Scaligner implements several scores to evaluate the humanness of a sequence:
- H-score: expressed human antibody sequences from the latest Kabat database (2000) have been grouped by isotype (IGHV, IGKV, IGLV). The ‘raw humanness’ of an antibody variable domain is defined as the mean sequence identity of a variable region sequence scored against all distinct human variable regions of the same isotype. The procedure calculates a Z-fold for each isotype to compare the raw humanness of a test sequence to the raw-humanness of all the expressed sequences in the group. H-score is the highest Z-fold. Sequences with a H-score above zero have therefore a higher than average similarity with expressed sequences and are therefore more representative of the expressed repertoire in Kabat. Conversely sequences with a negative score have less than average similarity to the expressed sequences.
- G-score: the G-score is similar in essence with the H-score, however grouping of expressed sequences is done at the level of the most probable germline (e.g., IGHV1-39) instead of the isotype (e.g., IGHV).

— EXERCISE —
Quote the text on Scaligner's humanness scores word for word, starting at the words "Scaligner implements several" and ending after "the expressed sequences.".

— ENTRIES SHOWN —
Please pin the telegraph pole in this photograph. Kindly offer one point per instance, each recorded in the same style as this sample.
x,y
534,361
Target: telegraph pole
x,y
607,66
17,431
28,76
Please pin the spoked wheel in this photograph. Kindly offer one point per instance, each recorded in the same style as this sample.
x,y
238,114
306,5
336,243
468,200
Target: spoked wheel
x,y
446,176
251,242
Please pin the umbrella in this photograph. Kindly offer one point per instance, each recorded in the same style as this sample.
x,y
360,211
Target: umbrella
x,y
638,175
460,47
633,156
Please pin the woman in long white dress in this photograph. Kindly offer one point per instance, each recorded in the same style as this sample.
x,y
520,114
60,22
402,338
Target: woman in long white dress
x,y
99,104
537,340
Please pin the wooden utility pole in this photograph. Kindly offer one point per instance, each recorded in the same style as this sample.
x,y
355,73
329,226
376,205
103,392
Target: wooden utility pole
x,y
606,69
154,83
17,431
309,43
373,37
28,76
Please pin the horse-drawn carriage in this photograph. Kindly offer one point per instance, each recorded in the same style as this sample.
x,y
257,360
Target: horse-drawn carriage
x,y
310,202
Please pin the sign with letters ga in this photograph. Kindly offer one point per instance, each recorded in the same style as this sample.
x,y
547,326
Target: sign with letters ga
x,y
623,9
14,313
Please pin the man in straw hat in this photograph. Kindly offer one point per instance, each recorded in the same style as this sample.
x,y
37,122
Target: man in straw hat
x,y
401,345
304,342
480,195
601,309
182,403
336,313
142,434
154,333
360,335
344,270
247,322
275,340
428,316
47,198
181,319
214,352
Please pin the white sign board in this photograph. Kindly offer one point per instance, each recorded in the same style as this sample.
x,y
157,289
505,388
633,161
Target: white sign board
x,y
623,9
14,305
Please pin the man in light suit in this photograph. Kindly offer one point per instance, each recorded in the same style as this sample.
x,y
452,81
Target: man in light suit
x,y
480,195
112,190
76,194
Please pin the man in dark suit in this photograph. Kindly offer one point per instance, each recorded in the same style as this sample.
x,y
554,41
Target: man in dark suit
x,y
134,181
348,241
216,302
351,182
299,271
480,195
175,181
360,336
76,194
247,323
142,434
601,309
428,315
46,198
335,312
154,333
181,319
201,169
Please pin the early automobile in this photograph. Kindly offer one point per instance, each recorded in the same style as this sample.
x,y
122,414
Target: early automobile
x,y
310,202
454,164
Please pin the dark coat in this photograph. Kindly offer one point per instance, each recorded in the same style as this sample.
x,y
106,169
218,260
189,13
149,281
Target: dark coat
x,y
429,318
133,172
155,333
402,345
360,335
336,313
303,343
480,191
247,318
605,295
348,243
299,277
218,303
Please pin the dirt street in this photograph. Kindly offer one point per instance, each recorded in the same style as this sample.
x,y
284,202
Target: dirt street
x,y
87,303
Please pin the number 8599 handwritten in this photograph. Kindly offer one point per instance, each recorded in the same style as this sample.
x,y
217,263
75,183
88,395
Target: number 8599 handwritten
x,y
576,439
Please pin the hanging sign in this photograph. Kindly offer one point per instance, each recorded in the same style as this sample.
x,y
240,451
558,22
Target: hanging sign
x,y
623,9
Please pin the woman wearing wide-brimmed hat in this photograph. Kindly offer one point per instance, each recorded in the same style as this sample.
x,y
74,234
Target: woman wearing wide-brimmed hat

— RESPONSE —
Scaligner implements several scores to evaluate the humanness of a sequence:
- H-score: expressed human antibody sequences from the latest Kabat database (2000) have been grouped by isotype (IGHV, IGKV, IGLV). The ‘raw humanness’ of an antibody variable domain is defined as the mean sequence identity of a variable region sequence scored against all distinct human variable regions of the same isotype. The procedure calculates a Z-fold for each isotype to compare the raw humanness of a test sequence to the raw-humanness of all the expressed sequences in the group. H-score is the highest Z-fold. Sequences with a H-score above zero have therefore a higher than average similarity with expressed sequences and are therefore more representative of the expressed repertoire in Kabat. Conversely sequences with a negative score have less than average similarity to the expressed sequences.